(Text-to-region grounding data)
◆ ◆ ◆ ◆ ◆

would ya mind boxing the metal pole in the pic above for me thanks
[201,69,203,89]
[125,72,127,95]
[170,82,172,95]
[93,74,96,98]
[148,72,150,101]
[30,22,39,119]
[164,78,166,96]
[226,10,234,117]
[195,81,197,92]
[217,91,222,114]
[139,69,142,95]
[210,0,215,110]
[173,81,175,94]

◆ ◆ ◆ ◆ ◆

For this exercise, the records above must be returned exactly.

would ya mind boxing the metal pole in the pic above for me thanks
[201,69,203,89]
[125,72,127,95]
[170,82,172,95]
[93,74,96,98]
[148,72,150,101]
[30,22,39,119]
[164,78,166,96]
[226,10,234,117]
[195,81,197,92]
[217,91,222,114]
[139,69,142,95]
[210,0,215,110]
[173,81,175,94]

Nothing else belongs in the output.